Entries taken from a collection:
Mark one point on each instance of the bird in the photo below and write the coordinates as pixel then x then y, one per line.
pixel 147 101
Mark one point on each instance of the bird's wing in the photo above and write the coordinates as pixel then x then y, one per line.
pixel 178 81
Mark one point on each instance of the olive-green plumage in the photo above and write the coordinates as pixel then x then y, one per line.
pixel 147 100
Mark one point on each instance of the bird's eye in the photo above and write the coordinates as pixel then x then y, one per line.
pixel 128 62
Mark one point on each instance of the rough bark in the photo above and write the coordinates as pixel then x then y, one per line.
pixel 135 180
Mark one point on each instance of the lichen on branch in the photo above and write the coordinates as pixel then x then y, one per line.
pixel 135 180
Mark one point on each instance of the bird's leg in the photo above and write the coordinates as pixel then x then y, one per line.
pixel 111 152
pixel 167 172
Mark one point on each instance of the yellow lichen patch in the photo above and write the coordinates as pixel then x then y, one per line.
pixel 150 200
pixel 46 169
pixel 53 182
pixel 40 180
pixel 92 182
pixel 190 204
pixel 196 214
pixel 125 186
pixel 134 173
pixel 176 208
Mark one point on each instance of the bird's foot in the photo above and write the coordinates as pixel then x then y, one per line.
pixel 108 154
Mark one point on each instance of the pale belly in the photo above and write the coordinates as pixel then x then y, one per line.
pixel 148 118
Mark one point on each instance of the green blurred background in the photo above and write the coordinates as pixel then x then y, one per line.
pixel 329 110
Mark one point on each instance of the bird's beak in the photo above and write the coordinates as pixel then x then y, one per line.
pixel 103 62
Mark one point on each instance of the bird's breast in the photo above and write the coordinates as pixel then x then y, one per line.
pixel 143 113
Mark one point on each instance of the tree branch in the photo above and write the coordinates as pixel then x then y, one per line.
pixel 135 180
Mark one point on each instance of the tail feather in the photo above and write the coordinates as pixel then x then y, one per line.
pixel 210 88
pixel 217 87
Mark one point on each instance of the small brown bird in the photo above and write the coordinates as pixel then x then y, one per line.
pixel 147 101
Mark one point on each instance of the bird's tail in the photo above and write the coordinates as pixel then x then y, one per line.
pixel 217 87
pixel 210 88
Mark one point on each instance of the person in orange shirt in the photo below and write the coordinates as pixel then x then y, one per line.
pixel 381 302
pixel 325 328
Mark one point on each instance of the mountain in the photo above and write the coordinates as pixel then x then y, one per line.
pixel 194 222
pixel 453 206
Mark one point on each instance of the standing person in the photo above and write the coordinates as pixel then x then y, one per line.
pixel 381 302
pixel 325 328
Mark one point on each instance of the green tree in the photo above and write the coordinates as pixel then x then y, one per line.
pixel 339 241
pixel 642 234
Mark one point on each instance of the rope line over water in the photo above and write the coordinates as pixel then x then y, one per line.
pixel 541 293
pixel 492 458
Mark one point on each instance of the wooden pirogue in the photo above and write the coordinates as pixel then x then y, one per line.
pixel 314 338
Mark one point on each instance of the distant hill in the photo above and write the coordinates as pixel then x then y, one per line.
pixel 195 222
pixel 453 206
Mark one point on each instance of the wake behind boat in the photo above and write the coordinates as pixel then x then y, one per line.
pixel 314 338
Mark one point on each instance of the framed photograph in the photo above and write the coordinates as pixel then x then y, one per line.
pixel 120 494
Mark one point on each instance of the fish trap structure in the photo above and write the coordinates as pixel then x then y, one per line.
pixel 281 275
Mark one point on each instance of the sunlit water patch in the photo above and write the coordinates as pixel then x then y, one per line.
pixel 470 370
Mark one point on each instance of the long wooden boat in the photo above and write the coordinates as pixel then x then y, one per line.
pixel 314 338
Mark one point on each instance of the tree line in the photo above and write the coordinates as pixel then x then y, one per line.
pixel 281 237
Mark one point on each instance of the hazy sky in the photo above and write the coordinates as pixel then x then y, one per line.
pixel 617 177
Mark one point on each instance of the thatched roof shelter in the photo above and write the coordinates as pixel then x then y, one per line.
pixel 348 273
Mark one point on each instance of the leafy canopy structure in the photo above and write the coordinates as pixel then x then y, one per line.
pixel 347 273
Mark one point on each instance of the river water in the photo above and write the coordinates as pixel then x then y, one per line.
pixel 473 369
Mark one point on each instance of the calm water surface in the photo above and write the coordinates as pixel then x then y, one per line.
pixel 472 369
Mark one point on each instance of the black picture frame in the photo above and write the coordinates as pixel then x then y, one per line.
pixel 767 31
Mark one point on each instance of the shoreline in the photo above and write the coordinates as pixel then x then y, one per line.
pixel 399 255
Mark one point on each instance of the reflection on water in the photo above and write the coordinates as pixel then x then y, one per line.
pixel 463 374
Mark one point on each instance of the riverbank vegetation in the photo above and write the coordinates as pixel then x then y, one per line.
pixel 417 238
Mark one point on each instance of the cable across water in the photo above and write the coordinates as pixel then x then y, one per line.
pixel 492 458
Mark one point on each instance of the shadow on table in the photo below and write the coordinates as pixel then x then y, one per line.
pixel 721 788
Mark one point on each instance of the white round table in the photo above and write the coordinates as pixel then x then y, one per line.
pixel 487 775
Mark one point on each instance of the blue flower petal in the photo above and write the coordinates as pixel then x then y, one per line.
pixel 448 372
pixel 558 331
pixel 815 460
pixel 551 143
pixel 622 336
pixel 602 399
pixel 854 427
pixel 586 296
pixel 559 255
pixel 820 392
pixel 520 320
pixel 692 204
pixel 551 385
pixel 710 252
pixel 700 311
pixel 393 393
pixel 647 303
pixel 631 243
--
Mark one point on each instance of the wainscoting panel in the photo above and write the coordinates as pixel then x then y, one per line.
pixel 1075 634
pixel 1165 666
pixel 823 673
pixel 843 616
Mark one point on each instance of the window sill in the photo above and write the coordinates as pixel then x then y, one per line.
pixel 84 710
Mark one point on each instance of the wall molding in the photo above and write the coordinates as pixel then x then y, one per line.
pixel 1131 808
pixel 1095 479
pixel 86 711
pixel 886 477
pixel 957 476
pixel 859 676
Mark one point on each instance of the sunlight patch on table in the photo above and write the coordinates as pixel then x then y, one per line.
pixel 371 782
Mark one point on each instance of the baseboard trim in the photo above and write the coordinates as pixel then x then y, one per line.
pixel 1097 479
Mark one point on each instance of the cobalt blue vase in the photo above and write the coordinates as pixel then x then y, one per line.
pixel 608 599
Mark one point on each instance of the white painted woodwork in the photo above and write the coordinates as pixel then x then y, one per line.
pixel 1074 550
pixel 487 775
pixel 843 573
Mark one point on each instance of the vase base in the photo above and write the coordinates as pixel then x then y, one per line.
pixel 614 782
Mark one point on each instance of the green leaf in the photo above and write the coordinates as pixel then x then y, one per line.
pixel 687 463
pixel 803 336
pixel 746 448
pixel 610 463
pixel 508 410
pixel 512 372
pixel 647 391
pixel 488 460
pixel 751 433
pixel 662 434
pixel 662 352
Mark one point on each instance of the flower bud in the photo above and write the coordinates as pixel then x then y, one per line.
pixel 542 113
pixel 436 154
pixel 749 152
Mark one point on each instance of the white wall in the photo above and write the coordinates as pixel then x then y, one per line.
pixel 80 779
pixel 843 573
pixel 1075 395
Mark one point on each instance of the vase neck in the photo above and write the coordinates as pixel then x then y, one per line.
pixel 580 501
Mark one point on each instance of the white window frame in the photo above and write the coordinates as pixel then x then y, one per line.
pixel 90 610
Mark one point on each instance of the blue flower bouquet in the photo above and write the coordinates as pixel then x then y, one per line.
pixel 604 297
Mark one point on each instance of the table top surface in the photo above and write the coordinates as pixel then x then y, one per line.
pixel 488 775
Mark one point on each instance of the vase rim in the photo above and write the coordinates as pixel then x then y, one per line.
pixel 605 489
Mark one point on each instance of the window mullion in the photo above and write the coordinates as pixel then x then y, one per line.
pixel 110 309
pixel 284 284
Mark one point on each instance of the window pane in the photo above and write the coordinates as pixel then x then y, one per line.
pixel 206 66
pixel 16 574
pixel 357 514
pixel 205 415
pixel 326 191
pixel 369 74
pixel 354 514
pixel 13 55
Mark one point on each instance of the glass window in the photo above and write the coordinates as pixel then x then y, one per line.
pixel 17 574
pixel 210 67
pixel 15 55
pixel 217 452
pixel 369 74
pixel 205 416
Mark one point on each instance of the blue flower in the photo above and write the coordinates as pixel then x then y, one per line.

WORK INSTRUCTIONS | Among the entries above, the line containing "Mark one point on each instance of the glass", the line containing "Mark one point on each instance of the blue flower in", and all lines between them are to be restated word for word; nothing else belongs in the reply.

REPLY TO THE EXERCISE |
Mark one point on each instance of the glass window in the photo above and write the coordinates as pixel then x then y, one per line.
pixel 17 574
pixel 210 67
pixel 15 55
pixel 217 452
pixel 369 74
pixel 205 416
Mark one point on each instance of the blue flower in the photo above and write the coordinates as pixel then x then y, one per line.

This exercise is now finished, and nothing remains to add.